■ **Requirements**:
Display each line from the records below that contains the string "item", copying every such line in full.

■ **Provided records**:
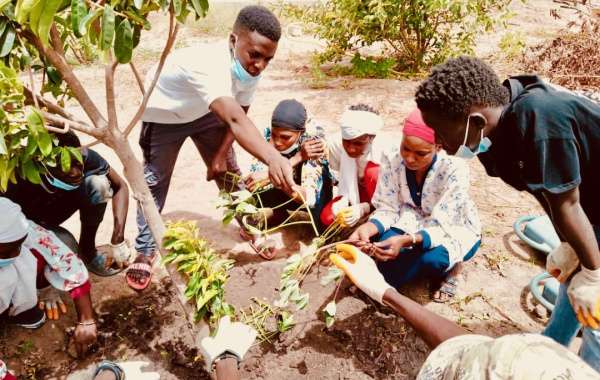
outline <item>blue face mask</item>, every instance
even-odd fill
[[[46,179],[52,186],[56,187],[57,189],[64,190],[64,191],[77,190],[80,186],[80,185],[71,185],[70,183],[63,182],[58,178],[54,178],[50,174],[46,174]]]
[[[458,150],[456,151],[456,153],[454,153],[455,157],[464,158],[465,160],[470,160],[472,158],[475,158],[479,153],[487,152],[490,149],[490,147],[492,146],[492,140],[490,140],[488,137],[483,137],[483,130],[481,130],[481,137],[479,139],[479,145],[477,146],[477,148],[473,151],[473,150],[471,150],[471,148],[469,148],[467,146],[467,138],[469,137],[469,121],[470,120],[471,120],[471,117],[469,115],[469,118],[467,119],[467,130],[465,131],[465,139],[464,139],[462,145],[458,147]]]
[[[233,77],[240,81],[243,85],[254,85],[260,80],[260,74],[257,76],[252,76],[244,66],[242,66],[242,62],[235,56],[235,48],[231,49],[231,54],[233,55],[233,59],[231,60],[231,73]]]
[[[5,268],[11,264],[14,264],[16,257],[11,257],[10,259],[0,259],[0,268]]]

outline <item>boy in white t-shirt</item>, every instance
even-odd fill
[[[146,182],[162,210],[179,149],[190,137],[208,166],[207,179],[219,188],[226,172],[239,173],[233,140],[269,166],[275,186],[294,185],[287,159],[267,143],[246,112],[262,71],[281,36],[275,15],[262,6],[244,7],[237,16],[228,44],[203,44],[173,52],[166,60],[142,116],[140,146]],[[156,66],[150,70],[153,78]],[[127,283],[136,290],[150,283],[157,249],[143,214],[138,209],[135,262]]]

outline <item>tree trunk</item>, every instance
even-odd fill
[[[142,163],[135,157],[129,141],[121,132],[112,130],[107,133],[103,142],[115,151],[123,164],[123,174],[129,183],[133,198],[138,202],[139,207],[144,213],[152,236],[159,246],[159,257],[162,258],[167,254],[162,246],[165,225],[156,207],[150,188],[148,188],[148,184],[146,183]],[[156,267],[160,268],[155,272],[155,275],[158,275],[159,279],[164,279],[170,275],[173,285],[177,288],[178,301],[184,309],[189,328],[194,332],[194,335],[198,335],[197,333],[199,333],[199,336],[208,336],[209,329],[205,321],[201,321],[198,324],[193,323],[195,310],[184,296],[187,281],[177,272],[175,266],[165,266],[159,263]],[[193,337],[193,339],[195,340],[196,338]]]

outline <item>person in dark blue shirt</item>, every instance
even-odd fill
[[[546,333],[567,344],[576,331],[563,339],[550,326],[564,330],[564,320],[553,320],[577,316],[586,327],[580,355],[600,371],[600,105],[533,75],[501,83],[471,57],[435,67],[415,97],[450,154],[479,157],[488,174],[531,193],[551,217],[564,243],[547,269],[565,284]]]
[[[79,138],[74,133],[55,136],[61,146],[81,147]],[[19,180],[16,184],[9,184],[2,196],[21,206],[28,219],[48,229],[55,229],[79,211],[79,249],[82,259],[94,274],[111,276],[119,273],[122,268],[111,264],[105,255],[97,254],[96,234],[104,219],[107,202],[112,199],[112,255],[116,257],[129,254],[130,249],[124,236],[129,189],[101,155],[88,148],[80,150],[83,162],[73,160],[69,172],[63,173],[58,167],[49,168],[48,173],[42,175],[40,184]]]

■ **Result of this exercise**:
outline <item>blue face mask</item>, every instance
outline <item>boy in white t-shirt</item>, every instance
outline <item>tree trunk</item>, every instance
outline <item>person in dark blue shirt</item>, every instance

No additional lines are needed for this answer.